#### [How to complete this task]
Could you please output only the lines from the one holding "indicate the man, a point for each instance" through the end of the listing below, exactly as written and without pictures?

#### [Given records]

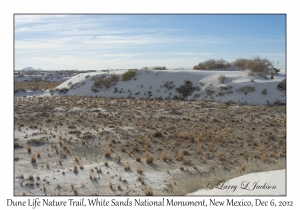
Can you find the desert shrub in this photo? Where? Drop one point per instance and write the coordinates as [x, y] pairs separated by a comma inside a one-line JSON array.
[[245, 89], [101, 82], [149, 158], [159, 68], [281, 86], [240, 63], [212, 64], [128, 75], [221, 78], [259, 66]]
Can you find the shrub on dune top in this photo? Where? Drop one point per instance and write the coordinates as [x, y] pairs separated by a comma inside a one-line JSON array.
[[128, 75], [212, 64], [101, 82], [159, 68]]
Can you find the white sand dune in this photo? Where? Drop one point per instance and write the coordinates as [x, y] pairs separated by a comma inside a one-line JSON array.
[[146, 82]]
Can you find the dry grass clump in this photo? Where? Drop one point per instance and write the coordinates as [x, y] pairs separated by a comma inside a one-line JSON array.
[[28, 148], [118, 159], [185, 135], [107, 152], [75, 169], [159, 68], [212, 64], [128, 75], [221, 79], [102, 82], [127, 167], [137, 158], [139, 169], [149, 158], [35, 85], [181, 154]]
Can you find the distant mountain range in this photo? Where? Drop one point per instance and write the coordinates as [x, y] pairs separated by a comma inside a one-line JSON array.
[[30, 69]]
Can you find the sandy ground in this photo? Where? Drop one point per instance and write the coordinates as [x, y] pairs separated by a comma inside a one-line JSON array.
[[92, 146]]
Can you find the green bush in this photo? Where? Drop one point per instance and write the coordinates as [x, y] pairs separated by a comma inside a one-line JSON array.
[[212, 64], [221, 79], [159, 68], [259, 66], [100, 82], [128, 75], [240, 63]]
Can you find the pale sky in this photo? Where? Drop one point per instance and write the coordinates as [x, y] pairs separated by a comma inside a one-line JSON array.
[[84, 42]]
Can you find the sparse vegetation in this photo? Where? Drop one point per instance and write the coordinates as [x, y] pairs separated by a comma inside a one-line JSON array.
[[219, 136], [128, 75], [221, 79], [102, 82], [212, 64], [159, 68]]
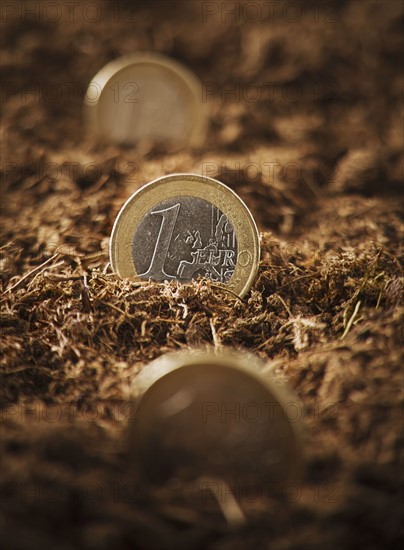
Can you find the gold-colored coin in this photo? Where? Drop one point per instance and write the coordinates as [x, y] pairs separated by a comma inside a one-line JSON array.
[[214, 414], [146, 98], [183, 226]]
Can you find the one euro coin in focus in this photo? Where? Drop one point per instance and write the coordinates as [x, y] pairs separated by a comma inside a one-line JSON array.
[[183, 226], [146, 98]]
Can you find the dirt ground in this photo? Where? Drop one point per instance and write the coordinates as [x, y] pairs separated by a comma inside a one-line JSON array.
[[305, 123]]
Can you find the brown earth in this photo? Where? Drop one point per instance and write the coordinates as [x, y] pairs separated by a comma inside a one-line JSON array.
[[319, 163]]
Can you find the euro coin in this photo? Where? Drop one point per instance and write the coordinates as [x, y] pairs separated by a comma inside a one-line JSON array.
[[145, 98], [183, 226], [214, 414]]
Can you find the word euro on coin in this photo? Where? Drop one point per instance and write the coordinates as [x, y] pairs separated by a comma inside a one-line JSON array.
[[210, 413], [146, 98], [182, 226]]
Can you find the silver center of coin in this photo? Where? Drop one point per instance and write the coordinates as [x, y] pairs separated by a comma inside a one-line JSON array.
[[182, 238]]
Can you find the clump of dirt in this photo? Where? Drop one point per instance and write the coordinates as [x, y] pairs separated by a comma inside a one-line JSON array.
[[321, 174]]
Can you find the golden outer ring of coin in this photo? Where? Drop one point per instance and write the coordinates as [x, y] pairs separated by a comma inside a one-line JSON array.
[[237, 361], [111, 69], [194, 185]]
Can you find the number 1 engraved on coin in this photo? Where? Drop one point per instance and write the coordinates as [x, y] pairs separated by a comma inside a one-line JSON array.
[[156, 268], [184, 226], [194, 238]]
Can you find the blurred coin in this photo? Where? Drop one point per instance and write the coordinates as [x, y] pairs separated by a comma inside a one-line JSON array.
[[181, 226], [146, 97], [205, 413]]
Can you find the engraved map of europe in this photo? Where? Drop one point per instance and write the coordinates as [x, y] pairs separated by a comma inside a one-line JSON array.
[[182, 238]]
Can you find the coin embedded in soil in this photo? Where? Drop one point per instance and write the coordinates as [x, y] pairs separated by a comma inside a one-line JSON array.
[[146, 97], [204, 413], [183, 226]]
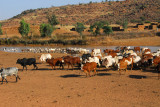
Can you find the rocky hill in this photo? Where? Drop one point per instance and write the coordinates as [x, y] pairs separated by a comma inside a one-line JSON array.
[[113, 12]]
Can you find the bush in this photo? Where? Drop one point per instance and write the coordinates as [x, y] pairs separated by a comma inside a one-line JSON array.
[[24, 28], [1, 32], [46, 30]]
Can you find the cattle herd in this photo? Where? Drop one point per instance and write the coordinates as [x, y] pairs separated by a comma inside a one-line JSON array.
[[120, 58]]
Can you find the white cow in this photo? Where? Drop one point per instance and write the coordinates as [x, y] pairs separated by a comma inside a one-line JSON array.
[[96, 52], [44, 57], [93, 59], [108, 61]]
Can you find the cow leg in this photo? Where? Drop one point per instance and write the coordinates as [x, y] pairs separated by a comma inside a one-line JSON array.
[[61, 65], [23, 68], [89, 73], [95, 72], [35, 66], [26, 68], [86, 73], [54, 67], [119, 71], [6, 79], [2, 80], [68, 66], [72, 66], [17, 77]]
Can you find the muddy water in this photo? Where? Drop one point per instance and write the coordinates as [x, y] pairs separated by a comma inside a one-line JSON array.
[[19, 49]]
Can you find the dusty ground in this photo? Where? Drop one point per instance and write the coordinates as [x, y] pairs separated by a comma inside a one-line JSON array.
[[70, 88]]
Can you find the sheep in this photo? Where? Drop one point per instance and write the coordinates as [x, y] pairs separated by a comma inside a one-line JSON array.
[[4, 72]]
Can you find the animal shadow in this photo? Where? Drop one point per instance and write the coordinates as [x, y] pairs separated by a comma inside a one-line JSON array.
[[70, 76], [137, 76], [104, 74]]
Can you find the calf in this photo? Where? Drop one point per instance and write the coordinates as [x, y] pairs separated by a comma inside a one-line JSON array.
[[4, 72], [122, 65], [45, 56], [88, 67], [137, 49], [129, 60], [53, 62], [85, 56], [72, 61], [24, 62], [108, 61], [94, 59]]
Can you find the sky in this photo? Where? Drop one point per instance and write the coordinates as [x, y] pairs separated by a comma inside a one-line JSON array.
[[10, 8]]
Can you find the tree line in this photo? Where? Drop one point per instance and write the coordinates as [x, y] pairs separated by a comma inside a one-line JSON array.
[[46, 29]]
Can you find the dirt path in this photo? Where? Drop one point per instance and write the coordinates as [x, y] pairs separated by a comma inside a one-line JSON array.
[[70, 88]]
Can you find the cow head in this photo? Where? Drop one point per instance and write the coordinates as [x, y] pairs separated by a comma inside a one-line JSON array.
[[18, 61]]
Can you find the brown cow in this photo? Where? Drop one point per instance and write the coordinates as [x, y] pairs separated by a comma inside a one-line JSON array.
[[129, 60], [55, 61], [113, 54], [156, 60], [88, 67], [137, 49], [122, 66], [72, 61]]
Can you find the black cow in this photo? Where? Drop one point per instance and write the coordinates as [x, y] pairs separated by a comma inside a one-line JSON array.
[[85, 56], [24, 62]]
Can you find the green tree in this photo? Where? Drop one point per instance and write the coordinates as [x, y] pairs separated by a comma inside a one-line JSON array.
[[125, 24], [46, 30], [80, 28], [53, 20], [24, 28], [98, 26], [1, 32], [107, 30]]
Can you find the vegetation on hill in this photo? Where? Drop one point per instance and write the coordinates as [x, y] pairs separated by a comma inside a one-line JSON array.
[[111, 11]]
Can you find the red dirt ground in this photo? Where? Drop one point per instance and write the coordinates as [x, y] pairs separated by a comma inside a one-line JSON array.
[[70, 88]]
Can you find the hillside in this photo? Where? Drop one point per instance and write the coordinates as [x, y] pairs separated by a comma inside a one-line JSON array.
[[91, 12]]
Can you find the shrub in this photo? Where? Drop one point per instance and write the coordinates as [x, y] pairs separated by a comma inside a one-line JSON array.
[[80, 28], [53, 20], [107, 30], [24, 28], [1, 32], [46, 30]]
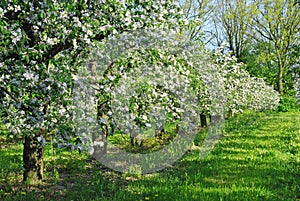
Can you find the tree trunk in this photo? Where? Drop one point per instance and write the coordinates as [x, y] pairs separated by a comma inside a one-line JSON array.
[[33, 159], [280, 84], [203, 120]]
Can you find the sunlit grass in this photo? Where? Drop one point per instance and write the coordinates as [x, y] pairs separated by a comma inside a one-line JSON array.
[[257, 159]]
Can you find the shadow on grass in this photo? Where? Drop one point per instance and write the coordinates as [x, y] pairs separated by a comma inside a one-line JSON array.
[[257, 160]]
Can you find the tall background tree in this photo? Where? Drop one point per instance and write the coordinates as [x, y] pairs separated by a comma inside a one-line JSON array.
[[277, 24]]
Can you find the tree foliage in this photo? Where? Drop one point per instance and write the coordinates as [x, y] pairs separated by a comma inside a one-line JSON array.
[[43, 43]]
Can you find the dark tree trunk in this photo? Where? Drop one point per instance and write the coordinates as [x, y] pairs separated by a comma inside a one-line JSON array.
[[203, 119], [33, 159], [216, 119]]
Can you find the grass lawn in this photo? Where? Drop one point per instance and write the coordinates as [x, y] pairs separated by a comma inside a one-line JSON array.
[[257, 159]]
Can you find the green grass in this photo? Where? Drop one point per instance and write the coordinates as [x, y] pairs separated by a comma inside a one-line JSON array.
[[257, 159]]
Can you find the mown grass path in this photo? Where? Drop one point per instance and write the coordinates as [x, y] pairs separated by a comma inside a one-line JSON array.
[[257, 159]]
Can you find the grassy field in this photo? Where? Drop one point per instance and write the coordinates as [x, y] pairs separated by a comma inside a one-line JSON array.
[[257, 159]]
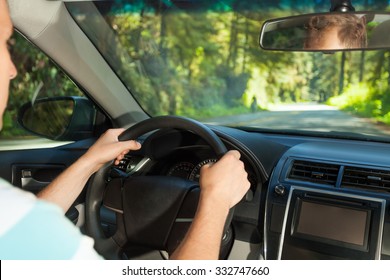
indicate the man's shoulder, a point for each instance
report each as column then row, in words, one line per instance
column 35, row 229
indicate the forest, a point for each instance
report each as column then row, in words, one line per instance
column 204, row 61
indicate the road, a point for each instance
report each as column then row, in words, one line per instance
column 314, row 117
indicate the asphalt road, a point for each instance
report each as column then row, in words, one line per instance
column 314, row 117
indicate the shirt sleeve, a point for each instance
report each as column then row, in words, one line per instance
column 31, row 229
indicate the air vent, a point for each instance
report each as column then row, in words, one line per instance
column 316, row 172
column 366, row 178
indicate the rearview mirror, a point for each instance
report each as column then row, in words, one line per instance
column 327, row 32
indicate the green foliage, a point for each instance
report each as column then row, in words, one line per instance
column 37, row 77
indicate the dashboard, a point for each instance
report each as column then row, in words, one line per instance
column 310, row 197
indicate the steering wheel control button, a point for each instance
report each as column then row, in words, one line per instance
column 280, row 190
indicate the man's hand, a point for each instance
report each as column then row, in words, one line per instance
column 108, row 147
column 224, row 182
column 222, row 185
column 68, row 185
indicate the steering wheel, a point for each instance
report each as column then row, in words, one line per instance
column 151, row 211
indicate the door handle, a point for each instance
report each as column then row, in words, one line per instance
column 30, row 184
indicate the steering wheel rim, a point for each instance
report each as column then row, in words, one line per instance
column 111, row 247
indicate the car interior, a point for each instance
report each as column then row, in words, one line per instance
column 319, row 174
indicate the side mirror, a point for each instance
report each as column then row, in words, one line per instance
column 59, row 118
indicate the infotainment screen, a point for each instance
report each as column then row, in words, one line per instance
column 321, row 224
column 332, row 222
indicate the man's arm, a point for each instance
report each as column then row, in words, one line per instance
column 64, row 190
column 223, row 185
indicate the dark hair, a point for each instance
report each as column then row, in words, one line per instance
column 351, row 30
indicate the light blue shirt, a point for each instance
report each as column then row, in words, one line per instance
column 32, row 229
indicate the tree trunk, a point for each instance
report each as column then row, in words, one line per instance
column 342, row 70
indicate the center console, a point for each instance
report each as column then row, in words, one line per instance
column 328, row 206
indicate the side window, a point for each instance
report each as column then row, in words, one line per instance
column 37, row 78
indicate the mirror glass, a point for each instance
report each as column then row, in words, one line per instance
column 48, row 118
column 327, row 32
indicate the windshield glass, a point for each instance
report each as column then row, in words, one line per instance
column 202, row 59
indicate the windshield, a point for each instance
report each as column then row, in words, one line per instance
column 202, row 59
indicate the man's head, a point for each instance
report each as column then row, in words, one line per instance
column 337, row 31
column 7, row 68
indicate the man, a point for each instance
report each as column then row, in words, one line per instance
column 32, row 228
column 335, row 32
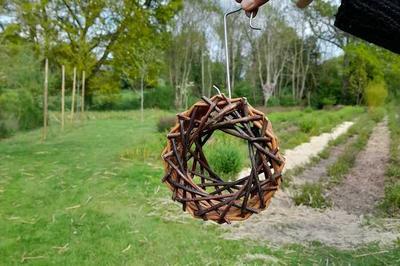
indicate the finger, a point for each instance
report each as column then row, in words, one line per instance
column 254, row 12
column 303, row 3
column 251, row 5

#### [Finished task]
indicate the man, a point for each instance
report each as column then row, in words, one line per instance
column 32, row 228
column 335, row 32
indicate the finger, a point for each instance
report each as column then row, in words, one line per instance
column 254, row 12
column 303, row 3
column 251, row 5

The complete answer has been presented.